Supplied entries:
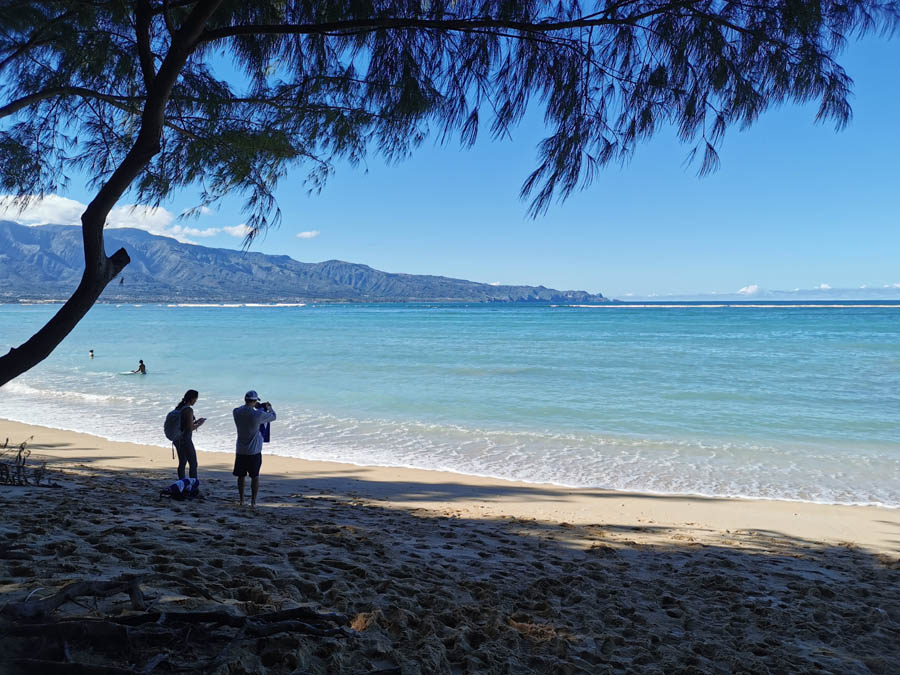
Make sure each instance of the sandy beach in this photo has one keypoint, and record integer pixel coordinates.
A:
(347, 569)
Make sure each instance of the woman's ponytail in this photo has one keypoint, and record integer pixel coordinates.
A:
(190, 393)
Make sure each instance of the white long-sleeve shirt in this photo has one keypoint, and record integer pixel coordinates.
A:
(247, 420)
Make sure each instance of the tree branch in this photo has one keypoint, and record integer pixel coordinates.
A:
(142, 18)
(53, 92)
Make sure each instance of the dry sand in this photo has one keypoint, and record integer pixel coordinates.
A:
(435, 573)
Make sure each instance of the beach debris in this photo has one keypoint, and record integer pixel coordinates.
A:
(13, 470)
(218, 629)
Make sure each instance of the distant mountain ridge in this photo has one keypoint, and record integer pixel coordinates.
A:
(46, 262)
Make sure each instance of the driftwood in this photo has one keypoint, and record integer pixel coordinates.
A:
(138, 636)
(46, 667)
(13, 470)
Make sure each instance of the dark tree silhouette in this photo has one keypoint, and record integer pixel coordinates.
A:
(127, 91)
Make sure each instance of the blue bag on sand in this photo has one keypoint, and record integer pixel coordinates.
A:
(181, 489)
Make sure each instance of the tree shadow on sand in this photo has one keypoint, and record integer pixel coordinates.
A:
(424, 593)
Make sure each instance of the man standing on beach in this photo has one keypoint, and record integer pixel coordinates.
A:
(248, 458)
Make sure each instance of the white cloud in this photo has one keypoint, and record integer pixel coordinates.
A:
(56, 210)
(51, 210)
(195, 232)
(237, 230)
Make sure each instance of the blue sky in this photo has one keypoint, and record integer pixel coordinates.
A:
(794, 205)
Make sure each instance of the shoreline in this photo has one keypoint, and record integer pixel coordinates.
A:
(698, 518)
(410, 571)
(487, 477)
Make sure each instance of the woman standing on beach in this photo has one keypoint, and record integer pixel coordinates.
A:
(184, 446)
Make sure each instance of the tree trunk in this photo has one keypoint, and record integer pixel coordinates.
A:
(100, 269)
(41, 344)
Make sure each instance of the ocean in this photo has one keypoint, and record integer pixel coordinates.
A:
(798, 402)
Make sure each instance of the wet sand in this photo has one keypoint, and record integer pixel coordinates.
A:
(442, 573)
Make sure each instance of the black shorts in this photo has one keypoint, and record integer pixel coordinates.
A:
(244, 464)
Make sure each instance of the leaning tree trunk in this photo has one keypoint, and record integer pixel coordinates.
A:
(100, 269)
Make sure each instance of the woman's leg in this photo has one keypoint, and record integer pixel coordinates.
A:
(190, 455)
(182, 460)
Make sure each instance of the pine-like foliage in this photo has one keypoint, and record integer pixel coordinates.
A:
(327, 79)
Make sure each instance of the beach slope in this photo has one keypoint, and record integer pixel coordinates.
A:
(346, 569)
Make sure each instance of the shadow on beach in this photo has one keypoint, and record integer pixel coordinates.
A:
(431, 593)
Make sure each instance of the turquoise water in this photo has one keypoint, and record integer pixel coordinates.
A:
(775, 402)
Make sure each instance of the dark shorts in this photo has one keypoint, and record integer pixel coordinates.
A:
(244, 464)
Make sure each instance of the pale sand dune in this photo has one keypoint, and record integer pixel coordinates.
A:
(442, 573)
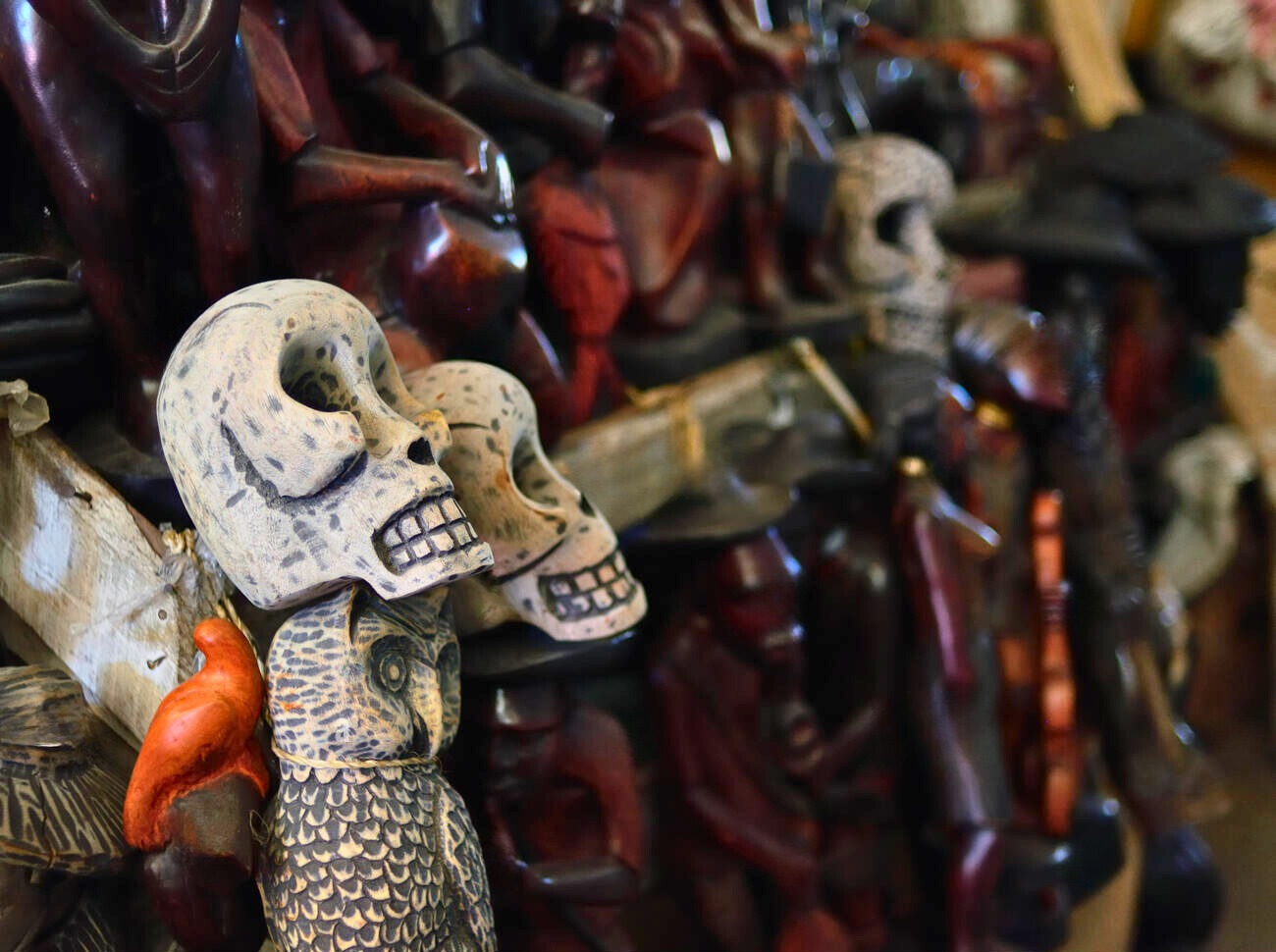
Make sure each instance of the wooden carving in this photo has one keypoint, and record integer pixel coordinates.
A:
(557, 563)
(564, 820)
(952, 693)
(96, 582)
(889, 190)
(368, 846)
(77, 75)
(740, 746)
(60, 810)
(198, 778)
(292, 462)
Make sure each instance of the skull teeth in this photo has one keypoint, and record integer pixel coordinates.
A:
(428, 530)
(592, 591)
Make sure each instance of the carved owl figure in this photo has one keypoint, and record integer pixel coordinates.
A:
(366, 845)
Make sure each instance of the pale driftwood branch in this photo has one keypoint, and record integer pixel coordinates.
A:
(636, 459)
(96, 582)
(1091, 59)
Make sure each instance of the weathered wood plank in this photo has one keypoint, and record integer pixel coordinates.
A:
(636, 459)
(94, 581)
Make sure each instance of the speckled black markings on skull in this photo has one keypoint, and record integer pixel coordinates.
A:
(536, 521)
(320, 451)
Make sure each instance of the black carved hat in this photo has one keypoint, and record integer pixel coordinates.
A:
(1139, 153)
(1206, 211)
(1081, 225)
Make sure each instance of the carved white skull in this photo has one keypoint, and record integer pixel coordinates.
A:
(277, 424)
(557, 563)
(889, 190)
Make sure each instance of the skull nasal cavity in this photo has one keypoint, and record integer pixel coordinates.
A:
(889, 224)
(420, 451)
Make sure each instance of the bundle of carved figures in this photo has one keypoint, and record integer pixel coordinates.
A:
(629, 475)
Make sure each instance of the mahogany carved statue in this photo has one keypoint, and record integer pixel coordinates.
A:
(564, 828)
(741, 746)
(715, 62)
(419, 233)
(80, 75)
(854, 654)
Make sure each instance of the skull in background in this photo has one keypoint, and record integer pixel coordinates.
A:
(889, 190)
(277, 424)
(557, 563)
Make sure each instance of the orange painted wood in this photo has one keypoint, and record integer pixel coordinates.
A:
(202, 731)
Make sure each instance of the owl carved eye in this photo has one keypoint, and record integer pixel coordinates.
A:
(391, 670)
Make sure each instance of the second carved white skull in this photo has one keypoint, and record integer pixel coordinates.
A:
(889, 190)
(556, 559)
(300, 455)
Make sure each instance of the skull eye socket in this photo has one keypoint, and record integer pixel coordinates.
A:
(891, 224)
(309, 378)
(420, 453)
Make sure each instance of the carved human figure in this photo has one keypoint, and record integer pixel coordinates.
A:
(422, 238)
(718, 100)
(562, 822)
(366, 845)
(743, 748)
(78, 73)
(60, 807)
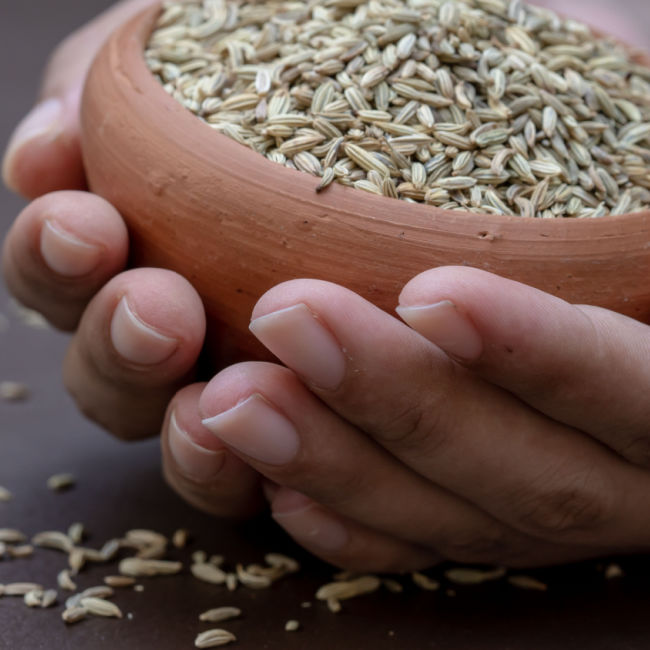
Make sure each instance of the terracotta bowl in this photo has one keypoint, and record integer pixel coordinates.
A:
(236, 224)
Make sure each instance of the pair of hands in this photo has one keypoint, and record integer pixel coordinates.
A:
(498, 425)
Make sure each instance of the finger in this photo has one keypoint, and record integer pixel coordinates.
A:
(343, 542)
(580, 365)
(269, 418)
(44, 152)
(470, 437)
(602, 15)
(60, 250)
(136, 345)
(200, 468)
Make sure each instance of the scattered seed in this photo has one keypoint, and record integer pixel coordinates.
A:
(76, 533)
(424, 582)
(21, 588)
(613, 571)
(526, 582)
(220, 614)
(101, 607)
(33, 598)
(53, 539)
(64, 580)
(21, 551)
(74, 614)
(99, 591)
(208, 573)
(214, 638)
(464, 576)
(48, 598)
(344, 589)
(137, 567)
(119, 581)
(60, 482)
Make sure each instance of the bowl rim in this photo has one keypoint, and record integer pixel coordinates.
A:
(129, 41)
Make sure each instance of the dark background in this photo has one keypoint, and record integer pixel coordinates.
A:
(119, 487)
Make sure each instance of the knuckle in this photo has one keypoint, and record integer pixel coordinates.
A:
(637, 450)
(562, 509)
(488, 545)
(417, 426)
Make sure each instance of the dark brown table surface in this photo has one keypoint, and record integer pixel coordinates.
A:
(119, 487)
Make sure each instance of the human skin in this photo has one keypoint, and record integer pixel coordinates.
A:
(491, 423)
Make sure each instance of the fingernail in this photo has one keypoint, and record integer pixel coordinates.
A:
(66, 254)
(301, 342)
(135, 340)
(308, 524)
(257, 430)
(445, 326)
(43, 121)
(193, 461)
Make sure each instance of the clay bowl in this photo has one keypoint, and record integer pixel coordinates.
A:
(236, 224)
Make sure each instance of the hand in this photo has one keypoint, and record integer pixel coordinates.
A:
(137, 333)
(504, 426)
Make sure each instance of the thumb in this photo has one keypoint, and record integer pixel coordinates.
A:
(44, 152)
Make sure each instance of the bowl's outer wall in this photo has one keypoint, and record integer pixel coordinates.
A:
(236, 224)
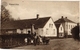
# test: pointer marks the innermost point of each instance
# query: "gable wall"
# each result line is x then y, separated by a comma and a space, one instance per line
48, 30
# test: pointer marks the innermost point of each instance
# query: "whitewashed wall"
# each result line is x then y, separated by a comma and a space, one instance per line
50, 31
70, 26
61, 30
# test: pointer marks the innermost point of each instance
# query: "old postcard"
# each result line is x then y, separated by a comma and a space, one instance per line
39, 25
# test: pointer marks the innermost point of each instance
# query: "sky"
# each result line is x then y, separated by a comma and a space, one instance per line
24, 9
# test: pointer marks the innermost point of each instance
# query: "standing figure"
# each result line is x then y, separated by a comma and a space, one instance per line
28, 39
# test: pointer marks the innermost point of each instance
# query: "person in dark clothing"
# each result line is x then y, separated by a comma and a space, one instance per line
28, 39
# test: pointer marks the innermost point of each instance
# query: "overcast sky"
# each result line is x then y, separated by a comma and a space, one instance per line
28, 9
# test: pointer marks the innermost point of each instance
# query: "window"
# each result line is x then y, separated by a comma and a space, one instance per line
50, 25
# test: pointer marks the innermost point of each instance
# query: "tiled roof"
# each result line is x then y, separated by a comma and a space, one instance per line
57, 25
20, 24
61, 20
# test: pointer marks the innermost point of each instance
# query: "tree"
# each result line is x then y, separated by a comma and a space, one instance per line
75, 33
5, 15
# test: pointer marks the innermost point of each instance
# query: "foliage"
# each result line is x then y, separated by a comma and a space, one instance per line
75, 33
5, 15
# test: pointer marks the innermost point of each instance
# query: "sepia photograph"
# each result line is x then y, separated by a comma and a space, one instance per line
39, 25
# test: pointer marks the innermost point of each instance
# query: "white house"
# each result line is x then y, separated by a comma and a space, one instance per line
42, 26
64, 26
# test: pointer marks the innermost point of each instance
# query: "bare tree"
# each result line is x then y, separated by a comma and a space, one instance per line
5, 15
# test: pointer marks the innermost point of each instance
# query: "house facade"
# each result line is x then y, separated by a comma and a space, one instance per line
41, 26
65, 26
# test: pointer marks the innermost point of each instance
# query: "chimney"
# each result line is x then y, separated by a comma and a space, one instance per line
66, 17
37, 16
61, 16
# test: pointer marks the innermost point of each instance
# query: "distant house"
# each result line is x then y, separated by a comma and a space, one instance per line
42, 26
60, 30
64, 26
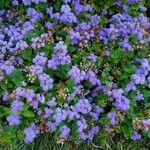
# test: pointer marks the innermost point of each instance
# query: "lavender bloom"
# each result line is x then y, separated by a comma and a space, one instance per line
17, 105
139, 96
113, 118
13, 120
121, 102
76, 75
52, 102
133, 1
40, 59
30, 133
65, 131
5, 96
46, 82
135, 136
92, 57
31, 12
60, 56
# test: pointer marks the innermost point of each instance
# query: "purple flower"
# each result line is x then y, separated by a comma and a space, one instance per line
76, 75
13, 120
64, 132
40, 59
17, 105
92, 57
135, 136
112, 116
46, 82
139, 96
30, 133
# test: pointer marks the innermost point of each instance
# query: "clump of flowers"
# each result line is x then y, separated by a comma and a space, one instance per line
69, 70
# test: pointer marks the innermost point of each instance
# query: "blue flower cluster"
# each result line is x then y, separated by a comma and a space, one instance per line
59, 69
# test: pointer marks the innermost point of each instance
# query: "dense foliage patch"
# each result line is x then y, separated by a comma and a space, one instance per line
74, 69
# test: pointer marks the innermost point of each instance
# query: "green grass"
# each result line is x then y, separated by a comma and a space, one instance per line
46, 142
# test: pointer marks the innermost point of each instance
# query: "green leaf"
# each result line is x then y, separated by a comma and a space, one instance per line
28, 114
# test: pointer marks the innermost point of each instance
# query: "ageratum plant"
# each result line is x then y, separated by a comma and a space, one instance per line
74, 69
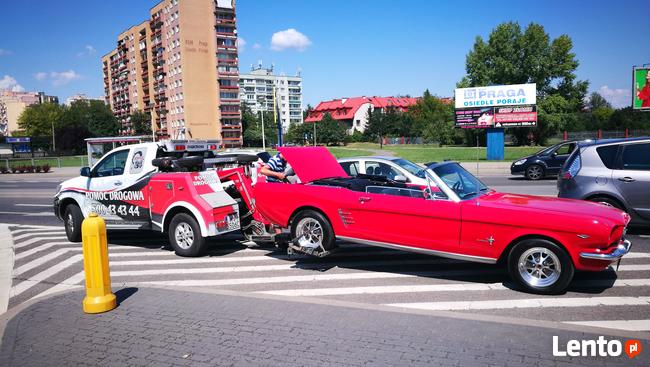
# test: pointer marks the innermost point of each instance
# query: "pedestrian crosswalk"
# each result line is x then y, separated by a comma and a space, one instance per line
45, 263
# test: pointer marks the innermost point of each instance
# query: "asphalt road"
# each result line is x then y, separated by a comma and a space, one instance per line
45, 262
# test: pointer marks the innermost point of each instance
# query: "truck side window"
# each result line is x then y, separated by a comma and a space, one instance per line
112, 165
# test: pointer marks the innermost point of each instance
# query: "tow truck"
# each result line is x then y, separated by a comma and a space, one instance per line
168, 186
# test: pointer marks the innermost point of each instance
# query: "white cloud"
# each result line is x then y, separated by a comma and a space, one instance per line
58, 78
289, 38
618, 98
40, 76
89, 50
8, 82
241, 44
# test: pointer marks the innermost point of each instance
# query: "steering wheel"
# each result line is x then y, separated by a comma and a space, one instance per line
458, 186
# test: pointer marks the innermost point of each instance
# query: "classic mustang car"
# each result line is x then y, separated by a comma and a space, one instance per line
542, 240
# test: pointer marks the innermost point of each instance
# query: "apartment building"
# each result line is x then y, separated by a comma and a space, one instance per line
256, 90
180, 67
12, 104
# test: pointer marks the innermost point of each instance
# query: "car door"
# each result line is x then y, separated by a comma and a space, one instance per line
632, 177
558, 157
390, 216
107, 178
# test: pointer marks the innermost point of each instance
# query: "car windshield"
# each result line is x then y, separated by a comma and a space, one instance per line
463, 183
411, 167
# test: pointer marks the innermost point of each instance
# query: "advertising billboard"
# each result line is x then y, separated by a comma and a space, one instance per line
486, 117
500, 95
641, 89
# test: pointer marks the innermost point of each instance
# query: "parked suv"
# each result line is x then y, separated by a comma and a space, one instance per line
546, 162
614, 172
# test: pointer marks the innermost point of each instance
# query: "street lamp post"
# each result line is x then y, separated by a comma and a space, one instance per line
260, 100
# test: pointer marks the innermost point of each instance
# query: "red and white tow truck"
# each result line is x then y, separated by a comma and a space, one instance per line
171, 187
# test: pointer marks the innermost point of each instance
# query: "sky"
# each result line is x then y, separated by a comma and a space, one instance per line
343, 48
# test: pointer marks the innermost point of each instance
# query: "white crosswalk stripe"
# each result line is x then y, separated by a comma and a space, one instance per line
47, 263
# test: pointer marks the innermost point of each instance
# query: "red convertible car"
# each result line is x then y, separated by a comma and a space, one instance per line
542, 240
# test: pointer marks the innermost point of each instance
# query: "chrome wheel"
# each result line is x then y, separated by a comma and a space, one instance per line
539, 267
534, 172
184, 235
309, 233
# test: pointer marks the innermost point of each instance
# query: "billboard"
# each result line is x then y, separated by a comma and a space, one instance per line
500, 95
487, 117
641, 89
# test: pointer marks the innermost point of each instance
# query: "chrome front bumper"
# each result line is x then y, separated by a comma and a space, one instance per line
621, 250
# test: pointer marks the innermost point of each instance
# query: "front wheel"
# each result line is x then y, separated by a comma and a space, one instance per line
72, 219
540, 266
312, 230
185, 235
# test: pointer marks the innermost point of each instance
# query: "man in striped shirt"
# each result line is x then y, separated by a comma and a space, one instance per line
274, 169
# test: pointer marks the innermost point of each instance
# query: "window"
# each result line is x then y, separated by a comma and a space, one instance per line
381, 169
636, 157
607, 154
351, 168
565, 149
112, 165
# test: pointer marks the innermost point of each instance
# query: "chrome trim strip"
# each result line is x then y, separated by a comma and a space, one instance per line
620, 251
450, 255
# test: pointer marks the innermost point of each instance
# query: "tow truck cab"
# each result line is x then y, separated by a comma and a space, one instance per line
161, 186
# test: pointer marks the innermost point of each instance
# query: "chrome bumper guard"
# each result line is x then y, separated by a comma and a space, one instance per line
621, 250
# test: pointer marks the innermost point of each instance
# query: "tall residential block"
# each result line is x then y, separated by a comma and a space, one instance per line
180, 67
256, 90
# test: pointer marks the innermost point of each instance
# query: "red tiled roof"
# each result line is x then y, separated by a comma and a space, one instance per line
345, 108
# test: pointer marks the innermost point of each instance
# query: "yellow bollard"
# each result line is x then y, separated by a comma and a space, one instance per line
99, 297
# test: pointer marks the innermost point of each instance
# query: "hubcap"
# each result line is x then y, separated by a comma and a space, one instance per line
539, 267
534, 172
70, 223
309, 233
184, 235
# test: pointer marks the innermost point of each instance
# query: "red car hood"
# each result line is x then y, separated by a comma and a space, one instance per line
312, 163
551, 204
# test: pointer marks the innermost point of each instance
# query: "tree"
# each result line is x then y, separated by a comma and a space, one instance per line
511, 56
377, 127
433, 119
38, 119
140, 123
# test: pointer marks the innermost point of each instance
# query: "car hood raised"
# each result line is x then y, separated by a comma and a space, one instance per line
312, 163
552, 204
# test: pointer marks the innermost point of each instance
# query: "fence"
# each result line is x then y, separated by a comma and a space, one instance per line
70, 161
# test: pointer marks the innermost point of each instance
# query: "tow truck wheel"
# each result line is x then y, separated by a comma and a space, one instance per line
311, 228
540, 266
72, 219
185, 235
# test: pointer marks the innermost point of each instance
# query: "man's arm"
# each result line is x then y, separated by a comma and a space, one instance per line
266, 171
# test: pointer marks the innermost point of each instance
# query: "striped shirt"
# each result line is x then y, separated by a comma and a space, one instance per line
275, 164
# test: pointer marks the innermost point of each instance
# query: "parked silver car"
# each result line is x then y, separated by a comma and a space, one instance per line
613, 172
395, 168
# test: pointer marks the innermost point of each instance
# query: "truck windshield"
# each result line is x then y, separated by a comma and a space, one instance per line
463, 183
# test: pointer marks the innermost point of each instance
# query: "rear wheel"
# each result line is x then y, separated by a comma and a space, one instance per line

Task instructions:
Show every line above that contains the word "crosswalk".

Final result:
# query: "pedestrian crosswalk"
# query: "white crosswalk stripe"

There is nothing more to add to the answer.